**Task to complete:** For this exercise, repeat the whole listing below exactly. Leave the pictures out.

====

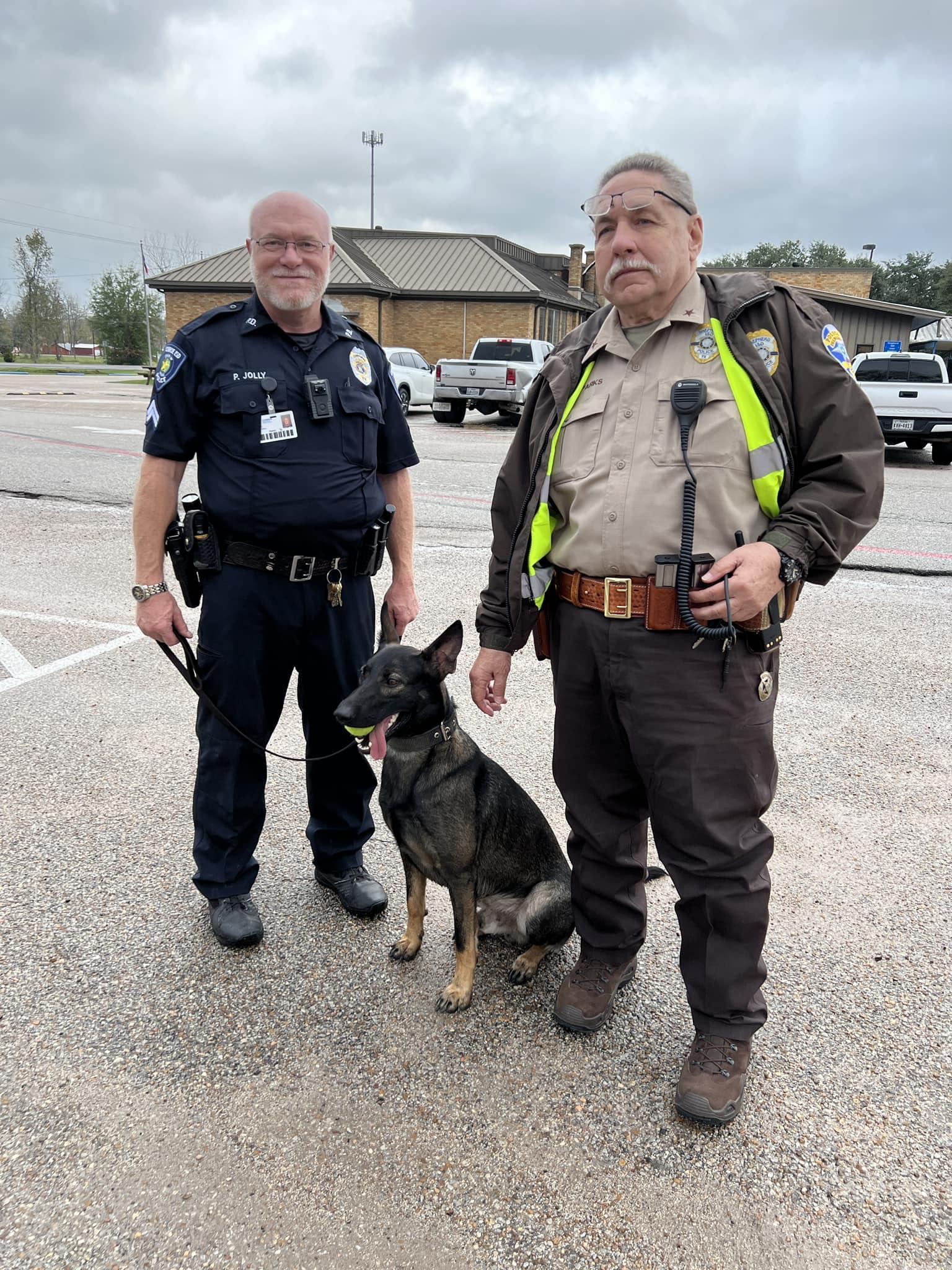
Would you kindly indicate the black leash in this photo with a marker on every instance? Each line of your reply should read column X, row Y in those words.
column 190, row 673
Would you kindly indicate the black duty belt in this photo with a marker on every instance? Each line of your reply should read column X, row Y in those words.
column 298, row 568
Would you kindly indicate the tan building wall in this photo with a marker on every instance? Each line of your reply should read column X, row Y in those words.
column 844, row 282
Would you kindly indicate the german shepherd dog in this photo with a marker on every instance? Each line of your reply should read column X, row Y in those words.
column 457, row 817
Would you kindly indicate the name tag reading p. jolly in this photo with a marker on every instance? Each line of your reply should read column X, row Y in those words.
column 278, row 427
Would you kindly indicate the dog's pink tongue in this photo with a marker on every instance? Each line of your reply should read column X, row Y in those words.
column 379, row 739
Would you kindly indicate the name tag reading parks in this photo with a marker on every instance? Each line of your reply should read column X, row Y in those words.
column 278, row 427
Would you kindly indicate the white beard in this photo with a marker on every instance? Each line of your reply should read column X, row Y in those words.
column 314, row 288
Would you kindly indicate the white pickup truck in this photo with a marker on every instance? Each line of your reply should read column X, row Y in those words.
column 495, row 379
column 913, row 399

====

**Response to the task:**
Would you kindly indicate the black leash in this photo with a marker on every instance? Each line of your reply should read column X, row Y in those words.
column 190, row 673
Would you kindly indicate the black duty belt in this photo with a marker on every instance? Each line of your reply should read column X, row Y in those words.
column 298, row 568
Would you kindly indicate the tan building wall in this photo with a marker on every instance? Each line of your reply should read column X, row Y in those words.
column 844, row 282
Would you kindly indicate the german shepherd dog in this photo with a marker on every instance? Each line of your reply should read column X, row Y in those words.
column 457, row 817
Would you kindly indicate the name tag reading p. jolly in this photo with a marker on every instance? Each line of your reply should read column X, row Y in those words.
column 278, row 427
Would you kindly indicate the dog's pink tongue in this photo with a marker on every instance? Each line of your reply should read column X, row Y in those words.
column 379, row 739
Would you kindly indicate the name tag reading parks in this photo with a marker on every instance? Each line of your reply should read column X, row Y in those words.
column 278, row 427
Would you kindly indicate the white beard in this photo with a marker on every instance? Each line of your reply should read column X, row Y in those words.
column 314, row 288
Would you kindly indicate the white pickup truck in this photo with a marker on every instance? Each line of your reply should read column X, row Y in those words.
column 495, row 379
column 913, row 399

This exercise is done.